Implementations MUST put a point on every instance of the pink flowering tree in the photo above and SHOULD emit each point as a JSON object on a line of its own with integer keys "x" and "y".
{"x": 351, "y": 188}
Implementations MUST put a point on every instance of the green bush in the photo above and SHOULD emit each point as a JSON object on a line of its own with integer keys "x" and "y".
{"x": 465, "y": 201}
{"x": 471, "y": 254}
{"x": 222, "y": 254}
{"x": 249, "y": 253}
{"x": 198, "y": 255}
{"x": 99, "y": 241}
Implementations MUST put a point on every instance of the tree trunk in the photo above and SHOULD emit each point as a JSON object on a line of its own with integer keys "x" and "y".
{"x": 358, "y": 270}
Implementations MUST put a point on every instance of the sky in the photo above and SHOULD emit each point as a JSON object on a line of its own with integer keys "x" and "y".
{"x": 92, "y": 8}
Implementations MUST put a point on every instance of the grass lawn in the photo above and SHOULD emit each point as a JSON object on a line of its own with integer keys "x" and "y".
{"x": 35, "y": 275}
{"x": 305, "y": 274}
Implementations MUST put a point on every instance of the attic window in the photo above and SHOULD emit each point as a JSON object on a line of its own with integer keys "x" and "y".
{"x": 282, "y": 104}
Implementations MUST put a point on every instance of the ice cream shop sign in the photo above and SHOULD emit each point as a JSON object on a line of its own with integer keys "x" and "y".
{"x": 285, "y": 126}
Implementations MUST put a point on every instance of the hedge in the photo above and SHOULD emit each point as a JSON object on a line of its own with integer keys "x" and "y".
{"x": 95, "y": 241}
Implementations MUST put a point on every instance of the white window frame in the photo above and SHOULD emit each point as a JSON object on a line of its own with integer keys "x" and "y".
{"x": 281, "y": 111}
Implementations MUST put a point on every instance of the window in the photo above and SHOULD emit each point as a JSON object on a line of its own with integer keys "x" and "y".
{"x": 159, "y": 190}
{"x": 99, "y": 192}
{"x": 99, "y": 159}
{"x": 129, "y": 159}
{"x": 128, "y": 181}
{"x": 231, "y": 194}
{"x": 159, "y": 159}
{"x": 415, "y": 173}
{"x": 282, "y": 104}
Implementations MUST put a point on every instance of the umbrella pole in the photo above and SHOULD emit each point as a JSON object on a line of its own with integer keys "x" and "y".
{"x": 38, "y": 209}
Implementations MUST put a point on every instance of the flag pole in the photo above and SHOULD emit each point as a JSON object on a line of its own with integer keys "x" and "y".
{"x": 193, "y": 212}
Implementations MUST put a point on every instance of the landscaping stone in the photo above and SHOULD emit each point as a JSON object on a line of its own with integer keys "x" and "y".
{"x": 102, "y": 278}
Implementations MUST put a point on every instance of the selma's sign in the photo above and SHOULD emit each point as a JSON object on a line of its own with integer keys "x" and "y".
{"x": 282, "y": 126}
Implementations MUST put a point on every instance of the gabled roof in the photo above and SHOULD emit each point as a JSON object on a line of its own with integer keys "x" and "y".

--------

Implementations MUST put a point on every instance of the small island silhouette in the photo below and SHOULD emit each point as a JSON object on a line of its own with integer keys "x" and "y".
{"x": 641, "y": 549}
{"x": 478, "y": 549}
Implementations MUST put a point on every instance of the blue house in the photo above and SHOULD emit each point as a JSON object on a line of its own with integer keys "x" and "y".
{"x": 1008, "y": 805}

--------

> _Work request_: Please reproduce the lines from the line with "of the landscaping" to the line with "Implementations MUST put a point on every instance of the gabled", both ends included, exactly as they appear above.

> _Answer space_:
Implementations MUST put a point on every instance of the landscaping stone in the photo above and SHOULD emit each point as a JSON object on a line of its own with integer keys "x" and "y".
{"x": 102, "y": 278}
Implementations MUST put a point on every instance of the selma's sign in the photo above and SHOULD emit each point as a JSON object on a line of its own with integer keys "x" and "y".
{"x": 282, "y": 126}
Implementations MUST put a point on every instance of the gabled roof in the photo above and SHOULD emit each point as a JSON object on a line of its own with integer keys "x" and "y".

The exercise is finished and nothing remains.